WHAT THE TASK REQUIRES. Repeat the following lines word for word, keeping every number, comma, and line break unchanged.

DATA SHOWN.
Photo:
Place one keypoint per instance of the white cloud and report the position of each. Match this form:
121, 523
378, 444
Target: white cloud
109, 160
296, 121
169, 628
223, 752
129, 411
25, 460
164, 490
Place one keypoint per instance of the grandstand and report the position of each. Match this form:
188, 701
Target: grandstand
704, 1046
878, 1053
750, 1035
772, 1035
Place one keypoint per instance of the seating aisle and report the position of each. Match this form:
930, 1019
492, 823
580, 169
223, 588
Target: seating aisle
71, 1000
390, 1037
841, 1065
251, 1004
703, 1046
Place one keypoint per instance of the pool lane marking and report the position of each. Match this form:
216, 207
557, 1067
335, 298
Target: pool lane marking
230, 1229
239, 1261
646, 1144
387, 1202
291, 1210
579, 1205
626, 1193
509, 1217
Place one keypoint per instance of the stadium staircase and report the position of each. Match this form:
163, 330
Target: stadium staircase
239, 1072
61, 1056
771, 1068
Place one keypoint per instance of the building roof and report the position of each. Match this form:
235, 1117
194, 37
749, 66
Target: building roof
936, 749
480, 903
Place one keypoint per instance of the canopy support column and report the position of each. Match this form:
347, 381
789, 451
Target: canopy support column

TASK RESPONSE.
Photo:
Place one keypoint per instance of the white cloud and report the position of each. Match this form:
121, 523
378, 444
Target: white cloud
109, 160
296, 121
169, 628
223, 752
129, 411
25, 460
164, 490
Place one keypoint per instance of the grandstand and report the position of each. Match this form:
188, 701
Target: grandstand
704, 1046
878, 1053
750, 1035
772, 1035
Place one keypoint per instance of the seating aisle and report the position of each. Match this form:
930, 1019
492, 823
580, 169
223, 588
Target: seating aisle
71, 1000
390, 1037
841, 1065
251, 1004
703, 1046
Place one keypoint per instance of the pool lane marking and report the position of each. Match this form:
216, 207
557, 1067
335, 298
Target: pool lane marking
230, 1229
239, 1261
646, 1144
387, 1202
291, 1210
579, 1205
626, 1193
509, 1217
Place one keypoint per instance of the stadium staircase and report the position of each. Match this form:
163, 330
Target: stadium staircase
239, 1072
61, 1056
771, 1068
Place one keypoint per instance of the building roof and report the position of each. Match this form:
235, 1117
194, 37
749, 66
Target: building roof
936, 749
480, 903
Place one keypoint per instance of the canopy support column and report the position of each. Match this form:
347, 381
789, 451
Target: canopy support column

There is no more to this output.